Extract provided:

Crow (as Rowsdower): AHHH! I forgot the liquor stores close at 8!

  • Northern Exposure: In "All Is Vanity," Holling becomes convinced fiancée Shelly prefers, ahem, cleaner-looking men and schedules an appointment with Dr Fleischman. He soon has second thoughts.
  • In Pretty Little Liars episode "The Badass Seed", Spencer manages to wake up normally after a strangling dream: Trope averted.
  • Lister of Red Dwarf is catapulted not only upright but off the bed entirely, complete with frantic clawing at his tongue, after a dream about Rimmer ends with them kissing each other.
  • Averted in Rescue Me. Tommy often has nightmares and delusions, but usually comes out of them looking disoriented before getting his bearings.
  • In Sex and the City Carrie gets repeated Catapult Nightmares from... nothing... during her relationship with Aidan.
  • In an episode of Spaced, a slammed door awakens the four main characters, each of whom yell something in a Montage format.

Daisy: I'm sorry!
Mike: I'm hit!

Data excerpt:
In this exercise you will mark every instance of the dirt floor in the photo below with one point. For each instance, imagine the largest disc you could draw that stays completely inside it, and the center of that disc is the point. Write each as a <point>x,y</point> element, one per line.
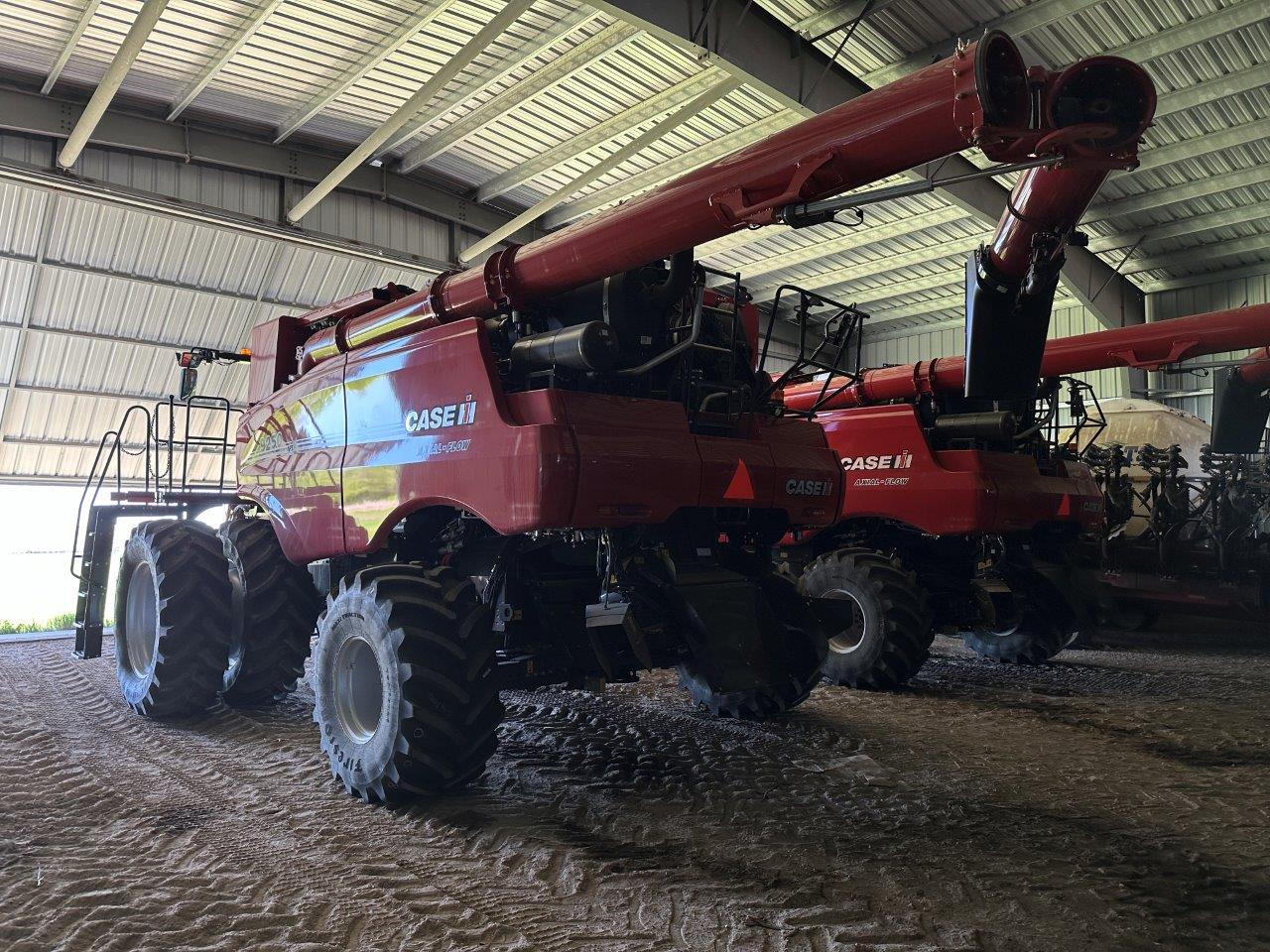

Set task 1: According to the nightmare extract, what dream throws Lister of Red Dwarf off his bed?
Set task 2: Carry the nightmare extract on past its last line.
The lines play no part in this work.

Response 1: A dream about Rimmer that ends with the two of them kissing each other.

Response 2:
Brian: (wearing an eyemask) I'm blind!
Tim: Buffy!

  • Stargate Atlantis does it frequently for Teyla Emmagan. Particularly in "The Gift" and "Doppelganger". Of course, most of her dreams are plot-important and in "Doppelganger" everyone is doing this.
  • Star Trek: The Next Generation
    • Happened frequently to resident psychic Counselor Troi, usually caused by the Monster of the Week. The writers seemed to have a thing for having her suddenly wake up in her nightgown while panting and covered in sweat for some reason...
    • Hell, even Data got one of these in the episode "Phantasms". Granted, he may have programmed himself to react to nightmares in the way he thought humans do.
    • In the Star Trek: Voyager episode "Waking Moments", Janeway, Tuvok and Paris all do this in the teaser. Averted with Kim, who merely screams bloody murder before falling back asleep.
  • Torchwood: Averted. Jack has a nightmare but when he wakes up he just opens his eyes.
  • Horatio Hornblower: Archie wakes from a nightmare about Simpson this way in "The Duchess and the Devil."
  • In True Blood Jason does this twice in the same scene as it was a Dream Within a Dream.
  • In Mighty Morphin Power Rangers, thanks to Goldar's evil spell, the protaganists dream about their past battles and dream that Zordon has fired them as Power Rangers. All five Rangers are shown waking up, but since it was shown from the side instead of the front it loses most of its dramatic effect.
  • On Boy Meets World Cory does this several times in one episode where he has recurring nightmares about killing his friends.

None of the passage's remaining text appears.